EXTRAIT DU DOCUMENT ->
§

Il n’est pas une absurdité économique que Ben Bernanke ne s’ingénie à présenter comme un motif de satisfaction pour Wall Street !
▪ En ce qui concerne la véritable histoire du « QE2 », tout se passe comme si après avoir dynamité la maison des Américains en encourageant la finance casino, la Fed offrait de l’argent gratuit — peu importe que ce soit de la fausse monnaie — à Wall Street. Dans quel but ? Acheter de quoi réparer les dégâts tandis que les stratèges et les traders filaient à Las Vegas pour jouer cet argent au black jack ou à la roulette… et augmentaient chaque jour un peu leur mise.
Ce n’est pas près de se terminer puisque la Fed a promis de ne pas augmenter les taux et ne dit pas un mot du développement de toute une série de bulles spéculatives.
Mais que la Fed le veuille ou non, le rendement des bons du Trésor progresse et se rapproche du seuil de douleur. Si les taux revenaient en ligne avec une croissance de 3,5%, comme à l’automne 2007, les PER actuels seraient tout simplement insoutenables.
Pour reprendre une analogie bien connue de nos lecteurs : la Fed rajoute chaque jour une nouvelle barre d’uranium dans le réacteur nucléaire financier. Chaque jour, sa production augmente — c’est la hausse des cours –, et il en va de même pour la radioactivité — c’est l’inflation.
Cela fait longtemps que les économistes instruits des leçons du passé ont prévenu qu’elle aurait dû s’arrêter avant d’avoir lancé son « QE2 ». Rien n’y fait : Wall Street veut que pleuvent les kilowatts et que Las Vegas brille de mille feux, tout comme en octobre 2007 quand le Tchernobyl des dérivés de crédit s’apprêtait à exploser.
Nous craignons que le point de non-retour soit déjà atteint. C’est en tout cas ce que nous hurle le comportement du marché qui s’est engagé dans une fuite en avant éperdue.
▪ Avec un ratio de six à sept séances de hausses pour une séance de stagnation, et seulement deux consolidations supérieures à 0,5% depuis 11 semaines, ce n’est plus une tendance mais une parade militaire. 100% des opérateurs marchent du même pas assuré, le regard creux flottant au-dessus du béret du rang précédent, tandis que la Fed martèle le tempo.

§

LIGNES EXTRAITES ->

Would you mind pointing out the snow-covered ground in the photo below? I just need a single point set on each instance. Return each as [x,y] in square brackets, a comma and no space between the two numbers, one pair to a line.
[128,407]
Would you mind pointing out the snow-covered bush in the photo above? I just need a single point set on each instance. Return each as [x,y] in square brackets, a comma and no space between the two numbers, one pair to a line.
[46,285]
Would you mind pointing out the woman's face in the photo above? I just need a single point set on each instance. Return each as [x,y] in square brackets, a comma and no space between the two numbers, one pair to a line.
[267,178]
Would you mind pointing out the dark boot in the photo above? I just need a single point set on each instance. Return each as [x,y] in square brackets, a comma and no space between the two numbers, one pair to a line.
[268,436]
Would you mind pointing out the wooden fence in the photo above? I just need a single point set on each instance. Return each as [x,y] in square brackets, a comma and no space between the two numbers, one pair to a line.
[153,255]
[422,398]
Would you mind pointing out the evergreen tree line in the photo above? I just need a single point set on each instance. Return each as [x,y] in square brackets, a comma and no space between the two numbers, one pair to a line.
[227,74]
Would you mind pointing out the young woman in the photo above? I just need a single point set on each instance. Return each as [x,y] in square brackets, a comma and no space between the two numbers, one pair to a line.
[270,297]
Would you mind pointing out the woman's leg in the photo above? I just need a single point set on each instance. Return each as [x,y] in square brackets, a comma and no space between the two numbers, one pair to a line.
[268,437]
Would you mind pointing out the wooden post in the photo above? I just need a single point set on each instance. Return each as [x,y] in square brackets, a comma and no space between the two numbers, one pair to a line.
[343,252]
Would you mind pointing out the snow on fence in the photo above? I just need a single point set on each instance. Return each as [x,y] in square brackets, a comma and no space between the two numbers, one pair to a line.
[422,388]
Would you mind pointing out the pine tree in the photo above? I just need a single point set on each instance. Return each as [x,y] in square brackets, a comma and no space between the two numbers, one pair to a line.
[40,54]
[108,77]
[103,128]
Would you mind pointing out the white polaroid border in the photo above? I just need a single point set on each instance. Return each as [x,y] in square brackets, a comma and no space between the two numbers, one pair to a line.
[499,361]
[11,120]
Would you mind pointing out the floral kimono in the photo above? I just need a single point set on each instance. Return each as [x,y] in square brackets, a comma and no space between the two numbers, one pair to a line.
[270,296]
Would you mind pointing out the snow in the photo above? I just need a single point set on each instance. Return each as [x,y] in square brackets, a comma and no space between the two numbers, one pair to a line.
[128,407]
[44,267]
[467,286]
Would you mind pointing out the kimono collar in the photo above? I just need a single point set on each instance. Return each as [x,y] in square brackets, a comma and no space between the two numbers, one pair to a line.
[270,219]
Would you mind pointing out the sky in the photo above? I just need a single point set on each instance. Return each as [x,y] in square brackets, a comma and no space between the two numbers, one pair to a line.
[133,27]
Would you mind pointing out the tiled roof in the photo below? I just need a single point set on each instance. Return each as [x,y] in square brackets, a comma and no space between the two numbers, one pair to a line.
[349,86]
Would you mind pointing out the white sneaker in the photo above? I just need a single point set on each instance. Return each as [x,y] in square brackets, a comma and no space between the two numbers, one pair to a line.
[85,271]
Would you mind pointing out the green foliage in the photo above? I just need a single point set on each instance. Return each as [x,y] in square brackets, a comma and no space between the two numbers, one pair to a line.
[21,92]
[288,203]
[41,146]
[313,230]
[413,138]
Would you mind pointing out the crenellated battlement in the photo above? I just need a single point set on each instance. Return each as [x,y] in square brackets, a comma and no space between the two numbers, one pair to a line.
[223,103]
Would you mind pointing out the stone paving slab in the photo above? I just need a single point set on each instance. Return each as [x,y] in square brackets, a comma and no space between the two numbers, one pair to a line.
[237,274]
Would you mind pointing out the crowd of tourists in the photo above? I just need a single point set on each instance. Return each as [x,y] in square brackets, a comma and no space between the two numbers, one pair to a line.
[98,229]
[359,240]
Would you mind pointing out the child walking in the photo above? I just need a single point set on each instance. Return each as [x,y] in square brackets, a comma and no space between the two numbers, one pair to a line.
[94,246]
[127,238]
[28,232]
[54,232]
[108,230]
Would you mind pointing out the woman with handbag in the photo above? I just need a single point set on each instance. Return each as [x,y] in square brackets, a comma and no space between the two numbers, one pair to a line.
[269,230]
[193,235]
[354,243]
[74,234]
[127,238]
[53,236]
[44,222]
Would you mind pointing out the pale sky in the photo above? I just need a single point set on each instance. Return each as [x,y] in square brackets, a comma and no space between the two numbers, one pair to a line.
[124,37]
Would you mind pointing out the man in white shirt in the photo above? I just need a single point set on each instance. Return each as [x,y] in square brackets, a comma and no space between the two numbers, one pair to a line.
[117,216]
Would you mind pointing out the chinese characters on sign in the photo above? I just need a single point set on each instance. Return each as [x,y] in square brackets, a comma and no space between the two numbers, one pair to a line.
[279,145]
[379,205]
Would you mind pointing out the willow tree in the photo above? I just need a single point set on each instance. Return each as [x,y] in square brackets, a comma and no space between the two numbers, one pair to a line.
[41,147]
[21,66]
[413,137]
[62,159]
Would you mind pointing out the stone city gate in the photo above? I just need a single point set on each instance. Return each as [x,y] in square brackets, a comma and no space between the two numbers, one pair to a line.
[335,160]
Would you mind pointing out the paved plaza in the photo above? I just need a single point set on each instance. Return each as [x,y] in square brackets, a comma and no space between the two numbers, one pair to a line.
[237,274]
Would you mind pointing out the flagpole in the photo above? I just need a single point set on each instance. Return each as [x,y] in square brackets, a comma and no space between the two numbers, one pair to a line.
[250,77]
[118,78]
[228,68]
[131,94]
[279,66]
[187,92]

§

TÂCHE DEMANDÉE 1 -> Selon l'extrait, pourquoi le comportement du marché n'est-il plus une tendance mais une parade militaire ? Répondez en une à trois phrases.
TÂCHE DEMANDÉE 2 -> Reproduisez mot pour mot le passage de l'extrait qui va de « Ce n’est pas » jusqu'à « de bulles spéculatives. » inclus.

RÉSULTAT 1 -> Depuis 11 semaines, le marché enchaîne six à sept séances de hausse pour une séance de stagnation, avec seulement deux consolidations supérieures à 0,5 %. Tous les opérateurs avancent ainsi du même pas, pendant que la Fed martèle le tempo.

RÉSULTAT 2 ->
Ce n’est pas près de se terminer puisque la Fed a promis de ne pas augmenter les taux et ne dit pas un mot du développement de toute une série de bulles spéculatives.